===== Excerto da página
Outro dos prémios – da área da engenharia – foi atribuído ao engenheiro iraniano, Iman Farahbakhsh, e vai agradar principalmente a quem foi pai ou mãe recentemente. É uma máquina de mudar fraldas a “crianças humanas” e já tem patente norte-americana. O aparelho, do qual se conhecem apenas desenhos técnicos, tem uma câmara principal, uma janela de vidro, assento, suporte para as pernas, cinto de segurança, um braço para remover fraldas, um aspersor e um secador – para “pulverizar água e lavar pelo menos uma parte da criança”.

Já o prémio IgNobel da Paz foi parar às mãos de um conjunto de investigadores do Reino Unido, Arábia Saudita, Singapura e EUA. Ghada A. bin Saif, Alexandru Papoiu, Liliana Banari, Francis McGlone, Shawn G. Kwatra, Yiong-Huak Chan e Gil Yosipovitch uniram esforços para tentar medir o prazer sentido ao coçar. Descobriram que é mais prazeroso coçar um tornozelo ou as costas do que o antebraço e que a comichão sentida no tornozelo é mais forte do que a dos outros dois locais. “Fiquei em êxtase quando soube [do prémio]. É bom para todos nós, é uma honra”, disse Francis McGlone ao The Guardian, depois de saber que seria um dos vencedores deste ano. “É uma coisa que me tem fascinado há muito tempo: porque é que coçar é bom para caraças?”

“As pessoas riem-se da comichão, mas a comichão crónica é devastadora. As pessoas com comichão crónica coçam até fazer sangue porque é preferível a dor à comichão”, justifica.

Qual é o dinheiro mais “sujo"?
==========
» Instruções do exercício
Resuma o parágrafo do excerto sobre os prémios IgNobel que começa por «Outro dos prémios», mantendo os factos principais. O material não tem qualquer relação com o excerto.
===== Secção de dados
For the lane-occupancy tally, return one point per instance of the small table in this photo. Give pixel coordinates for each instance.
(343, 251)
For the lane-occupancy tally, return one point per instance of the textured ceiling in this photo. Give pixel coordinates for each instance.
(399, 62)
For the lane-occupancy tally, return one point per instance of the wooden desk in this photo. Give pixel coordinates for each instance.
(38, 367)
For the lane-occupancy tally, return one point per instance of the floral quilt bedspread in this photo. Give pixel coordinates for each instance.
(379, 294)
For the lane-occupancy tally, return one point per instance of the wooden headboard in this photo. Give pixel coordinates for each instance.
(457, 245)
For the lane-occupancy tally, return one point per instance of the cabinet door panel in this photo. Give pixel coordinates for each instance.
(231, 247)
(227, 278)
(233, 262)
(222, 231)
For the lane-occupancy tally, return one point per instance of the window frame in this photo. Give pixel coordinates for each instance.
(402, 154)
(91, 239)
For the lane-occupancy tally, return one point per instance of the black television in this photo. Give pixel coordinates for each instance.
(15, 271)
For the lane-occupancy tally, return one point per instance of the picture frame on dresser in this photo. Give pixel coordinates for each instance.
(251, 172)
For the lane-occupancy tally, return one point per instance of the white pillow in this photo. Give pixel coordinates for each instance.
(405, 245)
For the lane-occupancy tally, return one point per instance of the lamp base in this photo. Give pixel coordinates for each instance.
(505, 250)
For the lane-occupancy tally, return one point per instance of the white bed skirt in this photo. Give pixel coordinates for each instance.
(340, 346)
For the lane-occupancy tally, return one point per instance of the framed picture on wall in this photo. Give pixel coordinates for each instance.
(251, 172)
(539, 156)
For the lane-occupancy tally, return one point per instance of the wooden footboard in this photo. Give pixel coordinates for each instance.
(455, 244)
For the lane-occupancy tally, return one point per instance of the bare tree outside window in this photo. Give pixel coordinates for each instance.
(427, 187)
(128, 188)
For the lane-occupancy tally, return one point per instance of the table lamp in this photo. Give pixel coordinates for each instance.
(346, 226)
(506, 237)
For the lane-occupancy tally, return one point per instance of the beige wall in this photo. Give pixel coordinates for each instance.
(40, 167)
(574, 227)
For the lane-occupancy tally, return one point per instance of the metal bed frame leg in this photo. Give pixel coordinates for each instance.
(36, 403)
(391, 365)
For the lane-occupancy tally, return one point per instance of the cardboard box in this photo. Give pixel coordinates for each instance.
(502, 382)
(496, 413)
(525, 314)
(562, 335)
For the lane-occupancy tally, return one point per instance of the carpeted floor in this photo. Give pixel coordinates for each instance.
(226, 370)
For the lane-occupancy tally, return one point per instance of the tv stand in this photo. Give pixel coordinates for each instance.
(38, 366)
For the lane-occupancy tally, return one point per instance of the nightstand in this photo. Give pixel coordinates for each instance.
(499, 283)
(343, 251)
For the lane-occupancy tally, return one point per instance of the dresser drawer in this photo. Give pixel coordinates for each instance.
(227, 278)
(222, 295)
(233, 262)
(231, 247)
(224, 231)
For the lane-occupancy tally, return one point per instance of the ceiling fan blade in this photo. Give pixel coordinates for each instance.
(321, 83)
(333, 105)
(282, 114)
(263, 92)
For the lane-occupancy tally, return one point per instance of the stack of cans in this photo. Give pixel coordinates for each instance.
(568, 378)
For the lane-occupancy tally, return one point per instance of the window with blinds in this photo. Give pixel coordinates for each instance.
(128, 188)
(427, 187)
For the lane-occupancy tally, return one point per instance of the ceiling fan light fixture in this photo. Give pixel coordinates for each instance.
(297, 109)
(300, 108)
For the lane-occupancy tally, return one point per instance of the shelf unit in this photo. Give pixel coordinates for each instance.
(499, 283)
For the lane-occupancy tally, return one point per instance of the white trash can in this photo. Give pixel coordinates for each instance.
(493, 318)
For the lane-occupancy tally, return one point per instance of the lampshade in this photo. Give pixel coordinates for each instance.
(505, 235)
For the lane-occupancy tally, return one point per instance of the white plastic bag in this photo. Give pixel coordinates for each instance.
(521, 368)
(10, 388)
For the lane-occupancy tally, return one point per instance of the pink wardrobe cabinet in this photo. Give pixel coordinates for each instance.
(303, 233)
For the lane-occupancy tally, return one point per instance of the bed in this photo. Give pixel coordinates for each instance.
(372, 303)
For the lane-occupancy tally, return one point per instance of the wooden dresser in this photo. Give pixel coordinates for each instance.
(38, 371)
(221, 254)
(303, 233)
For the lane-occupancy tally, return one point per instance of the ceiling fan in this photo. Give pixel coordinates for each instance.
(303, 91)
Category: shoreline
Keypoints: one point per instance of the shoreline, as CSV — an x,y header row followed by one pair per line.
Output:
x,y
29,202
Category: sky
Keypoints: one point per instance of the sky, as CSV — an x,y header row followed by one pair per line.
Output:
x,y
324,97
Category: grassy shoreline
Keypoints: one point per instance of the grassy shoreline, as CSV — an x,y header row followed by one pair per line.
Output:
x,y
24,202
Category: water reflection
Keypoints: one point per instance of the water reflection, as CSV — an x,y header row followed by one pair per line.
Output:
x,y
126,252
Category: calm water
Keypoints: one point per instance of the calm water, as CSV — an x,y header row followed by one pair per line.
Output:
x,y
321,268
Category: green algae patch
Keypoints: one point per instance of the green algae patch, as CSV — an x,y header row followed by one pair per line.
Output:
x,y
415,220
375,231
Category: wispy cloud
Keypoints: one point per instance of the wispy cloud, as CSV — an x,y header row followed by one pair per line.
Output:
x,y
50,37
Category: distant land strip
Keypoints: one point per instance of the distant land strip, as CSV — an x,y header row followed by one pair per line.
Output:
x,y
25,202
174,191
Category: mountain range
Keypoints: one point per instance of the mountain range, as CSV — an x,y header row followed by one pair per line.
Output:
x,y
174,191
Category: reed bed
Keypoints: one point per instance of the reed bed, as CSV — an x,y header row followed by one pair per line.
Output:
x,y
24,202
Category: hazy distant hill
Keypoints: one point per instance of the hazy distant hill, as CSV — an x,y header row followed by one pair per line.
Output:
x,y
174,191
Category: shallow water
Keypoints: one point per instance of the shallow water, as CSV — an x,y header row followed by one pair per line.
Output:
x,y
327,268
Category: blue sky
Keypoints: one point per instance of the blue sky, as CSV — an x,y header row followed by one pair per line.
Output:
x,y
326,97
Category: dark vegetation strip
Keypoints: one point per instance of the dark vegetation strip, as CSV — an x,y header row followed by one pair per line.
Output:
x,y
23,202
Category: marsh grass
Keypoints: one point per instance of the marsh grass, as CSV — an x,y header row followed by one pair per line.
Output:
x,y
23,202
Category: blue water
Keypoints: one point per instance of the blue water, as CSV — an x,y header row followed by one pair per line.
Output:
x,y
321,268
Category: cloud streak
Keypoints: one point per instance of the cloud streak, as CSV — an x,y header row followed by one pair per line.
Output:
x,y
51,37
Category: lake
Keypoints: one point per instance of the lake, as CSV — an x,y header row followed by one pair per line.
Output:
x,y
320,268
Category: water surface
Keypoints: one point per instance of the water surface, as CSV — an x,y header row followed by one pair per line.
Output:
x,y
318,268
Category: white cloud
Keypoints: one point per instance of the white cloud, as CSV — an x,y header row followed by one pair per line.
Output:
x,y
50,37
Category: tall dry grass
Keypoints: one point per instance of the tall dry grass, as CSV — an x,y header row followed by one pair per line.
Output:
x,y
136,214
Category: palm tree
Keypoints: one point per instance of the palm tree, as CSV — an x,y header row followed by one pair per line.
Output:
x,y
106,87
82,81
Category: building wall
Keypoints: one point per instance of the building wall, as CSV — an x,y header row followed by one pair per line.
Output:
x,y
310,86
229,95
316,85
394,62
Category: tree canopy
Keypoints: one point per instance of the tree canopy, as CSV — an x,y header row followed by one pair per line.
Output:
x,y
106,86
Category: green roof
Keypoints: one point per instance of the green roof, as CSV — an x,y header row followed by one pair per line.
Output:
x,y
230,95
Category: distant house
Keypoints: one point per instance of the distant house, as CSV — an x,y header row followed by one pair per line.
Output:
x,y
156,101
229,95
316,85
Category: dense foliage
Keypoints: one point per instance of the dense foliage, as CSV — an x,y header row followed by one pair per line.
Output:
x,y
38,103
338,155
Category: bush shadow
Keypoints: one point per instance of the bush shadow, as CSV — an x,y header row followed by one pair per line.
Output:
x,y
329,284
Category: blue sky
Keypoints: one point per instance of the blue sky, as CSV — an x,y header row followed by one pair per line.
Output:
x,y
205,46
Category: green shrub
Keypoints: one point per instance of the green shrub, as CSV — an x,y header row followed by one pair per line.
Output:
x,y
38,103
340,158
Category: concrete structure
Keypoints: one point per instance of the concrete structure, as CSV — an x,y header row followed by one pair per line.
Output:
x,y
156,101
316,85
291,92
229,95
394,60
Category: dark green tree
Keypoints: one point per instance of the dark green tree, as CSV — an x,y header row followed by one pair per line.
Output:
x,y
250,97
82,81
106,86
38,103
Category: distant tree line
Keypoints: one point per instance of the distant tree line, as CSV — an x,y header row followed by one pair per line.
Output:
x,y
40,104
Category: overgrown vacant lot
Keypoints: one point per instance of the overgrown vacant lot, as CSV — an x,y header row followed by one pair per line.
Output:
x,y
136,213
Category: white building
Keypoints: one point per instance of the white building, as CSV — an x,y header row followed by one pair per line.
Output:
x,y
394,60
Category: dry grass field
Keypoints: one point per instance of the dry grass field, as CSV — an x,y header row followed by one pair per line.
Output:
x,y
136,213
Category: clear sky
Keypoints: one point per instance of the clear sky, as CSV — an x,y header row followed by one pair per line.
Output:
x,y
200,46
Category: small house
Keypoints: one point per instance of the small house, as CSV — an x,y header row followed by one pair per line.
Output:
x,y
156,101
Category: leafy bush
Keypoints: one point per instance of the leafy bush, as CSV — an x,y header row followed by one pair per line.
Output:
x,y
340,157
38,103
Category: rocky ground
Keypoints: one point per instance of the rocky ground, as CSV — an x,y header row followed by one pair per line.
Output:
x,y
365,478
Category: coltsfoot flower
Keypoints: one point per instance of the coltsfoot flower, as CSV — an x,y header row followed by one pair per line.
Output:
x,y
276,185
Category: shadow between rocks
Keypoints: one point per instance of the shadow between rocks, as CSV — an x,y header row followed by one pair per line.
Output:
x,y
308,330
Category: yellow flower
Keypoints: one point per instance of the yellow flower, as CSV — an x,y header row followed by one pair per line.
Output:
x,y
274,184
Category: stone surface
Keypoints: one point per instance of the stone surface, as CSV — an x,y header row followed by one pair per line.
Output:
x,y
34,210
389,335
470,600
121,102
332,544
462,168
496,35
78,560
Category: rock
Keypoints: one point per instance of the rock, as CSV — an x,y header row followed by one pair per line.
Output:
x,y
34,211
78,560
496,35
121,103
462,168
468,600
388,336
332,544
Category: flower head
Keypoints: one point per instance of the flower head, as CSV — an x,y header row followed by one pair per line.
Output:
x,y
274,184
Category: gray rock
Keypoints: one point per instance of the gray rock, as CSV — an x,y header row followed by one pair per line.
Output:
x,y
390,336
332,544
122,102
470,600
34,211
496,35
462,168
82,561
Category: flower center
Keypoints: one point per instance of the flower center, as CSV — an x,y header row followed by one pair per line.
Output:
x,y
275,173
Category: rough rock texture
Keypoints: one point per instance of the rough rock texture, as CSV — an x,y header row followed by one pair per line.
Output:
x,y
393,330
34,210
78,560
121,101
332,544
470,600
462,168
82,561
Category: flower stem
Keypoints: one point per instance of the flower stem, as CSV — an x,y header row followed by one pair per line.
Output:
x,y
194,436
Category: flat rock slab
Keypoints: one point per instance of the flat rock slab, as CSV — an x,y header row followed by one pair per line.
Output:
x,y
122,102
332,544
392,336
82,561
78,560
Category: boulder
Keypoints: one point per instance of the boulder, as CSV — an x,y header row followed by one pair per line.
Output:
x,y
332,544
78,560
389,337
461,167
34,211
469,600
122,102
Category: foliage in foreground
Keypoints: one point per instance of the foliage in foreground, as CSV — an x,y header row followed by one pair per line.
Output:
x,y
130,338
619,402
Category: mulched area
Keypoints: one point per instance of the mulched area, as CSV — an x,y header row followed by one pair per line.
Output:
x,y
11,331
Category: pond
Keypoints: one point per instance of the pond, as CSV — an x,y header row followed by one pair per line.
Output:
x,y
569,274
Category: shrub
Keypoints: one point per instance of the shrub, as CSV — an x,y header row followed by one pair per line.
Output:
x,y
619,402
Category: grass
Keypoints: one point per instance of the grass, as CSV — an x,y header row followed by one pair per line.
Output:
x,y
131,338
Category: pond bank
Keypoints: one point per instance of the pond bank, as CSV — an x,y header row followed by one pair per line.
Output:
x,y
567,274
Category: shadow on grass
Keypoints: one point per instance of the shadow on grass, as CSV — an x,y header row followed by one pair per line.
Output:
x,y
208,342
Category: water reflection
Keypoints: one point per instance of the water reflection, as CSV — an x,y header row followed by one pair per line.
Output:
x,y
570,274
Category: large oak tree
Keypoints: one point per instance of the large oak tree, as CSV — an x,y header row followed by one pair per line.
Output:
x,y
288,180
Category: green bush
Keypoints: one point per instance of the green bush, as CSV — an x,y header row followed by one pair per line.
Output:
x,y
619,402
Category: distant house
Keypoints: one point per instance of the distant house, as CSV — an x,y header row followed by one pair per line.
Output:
==========
» Resposta do exercício
O engenheiro iraniano Iman Farahbakhsh recebeu o prémio de engenharia por uma máquina de mudar fraldas a crianças, com patente norte-americana. Do aparelho só se conhecem desenhos técnicos. Tem câmara principal, janela de vidro, assento, suporte para as pernas, cinto de segurança, braço para remover fraldas, aspersor e secador, para lavar pelo menos uma parte da criança. Deverá agradar sobretudo a pais recentes.